• Items:
+--
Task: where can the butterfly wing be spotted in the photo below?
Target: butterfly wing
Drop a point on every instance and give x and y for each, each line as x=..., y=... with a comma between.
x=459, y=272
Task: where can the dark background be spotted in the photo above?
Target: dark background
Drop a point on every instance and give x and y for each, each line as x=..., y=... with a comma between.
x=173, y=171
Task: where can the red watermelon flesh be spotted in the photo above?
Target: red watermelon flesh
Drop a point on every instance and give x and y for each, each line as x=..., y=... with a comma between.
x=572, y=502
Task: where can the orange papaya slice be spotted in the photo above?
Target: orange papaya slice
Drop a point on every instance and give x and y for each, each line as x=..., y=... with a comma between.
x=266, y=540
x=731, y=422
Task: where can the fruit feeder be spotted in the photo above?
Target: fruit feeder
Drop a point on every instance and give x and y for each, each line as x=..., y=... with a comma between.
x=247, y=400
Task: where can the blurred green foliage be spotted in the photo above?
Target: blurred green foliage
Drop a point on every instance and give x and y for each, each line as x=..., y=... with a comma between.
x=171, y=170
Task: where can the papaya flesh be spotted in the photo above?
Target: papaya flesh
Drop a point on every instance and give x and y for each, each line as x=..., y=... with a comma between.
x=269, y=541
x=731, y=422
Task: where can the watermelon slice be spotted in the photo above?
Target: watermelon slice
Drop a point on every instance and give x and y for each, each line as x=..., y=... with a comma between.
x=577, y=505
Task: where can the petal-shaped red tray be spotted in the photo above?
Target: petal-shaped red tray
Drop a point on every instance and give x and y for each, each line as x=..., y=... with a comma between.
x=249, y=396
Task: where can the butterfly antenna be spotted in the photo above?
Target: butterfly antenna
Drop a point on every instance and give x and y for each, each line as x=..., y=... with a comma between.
+--
• Challenge: Set down the material above again, word for word.

• Finished answer:
Task: where can the butterfly wing be spotted in the photo below?
Target: butterfly wing
Drop a point on every instance and give x and y for each, each line as x=..., y=... with a comma between.
x=459, y=272
Task: where can the dark background be spotted in the photo above?
Target: dark background
Drop a point on every instance and give x and y for each, each line as x=..., y=... with a comma between.
x=173, y=171
Task: where can the red watermelon flesh be spotted in the photo above?
Target: red watermelon flesh
Drop a point on every instance and give x and y for each, each line as x=..., y=... with a comma between.
x=572, y=502
Task: where can the orange papaya slice be spotted in the photo above?
Target: orange papaya slice
Drop a point on every instance and give x and y for each, each line as x=..., y=... with a comma between.
x=266, y=540
x=731, y=422
Task: where can the fruit feeder be spotted in the photo above?
Target: fruit feeder
Drop a point on every instance and give x and y for each, each line as x=..., y=... with a comma between.
x=247, y=400
Task: where can the blurred green foliage be spotted in the photo above?
Target: blurred green foliage
Drop a point on every instance and give x and y for each, each line as x=..., y=... with a comma between.
x=171, y=170
Task: where can the papaya flesh be spotted in the photo above?
Target: papaya flesh
Drop a point on every instance and give x and y for each, each line as x=..., y=... with a comma between.
x=269, y=541
x=731, y=422
Task: where can the watermelon slice be spotted in the photo above?
Target: watermelon slice
Drop a point on every instance and give x and y for each, each line as x=..., y=... with a comma between.
x=577, y=505
Task: where can the petal-shaped red tray be spotted in the photo above?
Target: petal-shaped red tray
Drop a point on every instance and give x and y for each, each line as x=..., y=... with a comma between.
x=249, y=396
Task: where can the butterfly antenna be spotted in the photo above?
Target: butterfly antenna
Drop a point on every instance and give x and y for each, each line as x=..., y=... with a comma between.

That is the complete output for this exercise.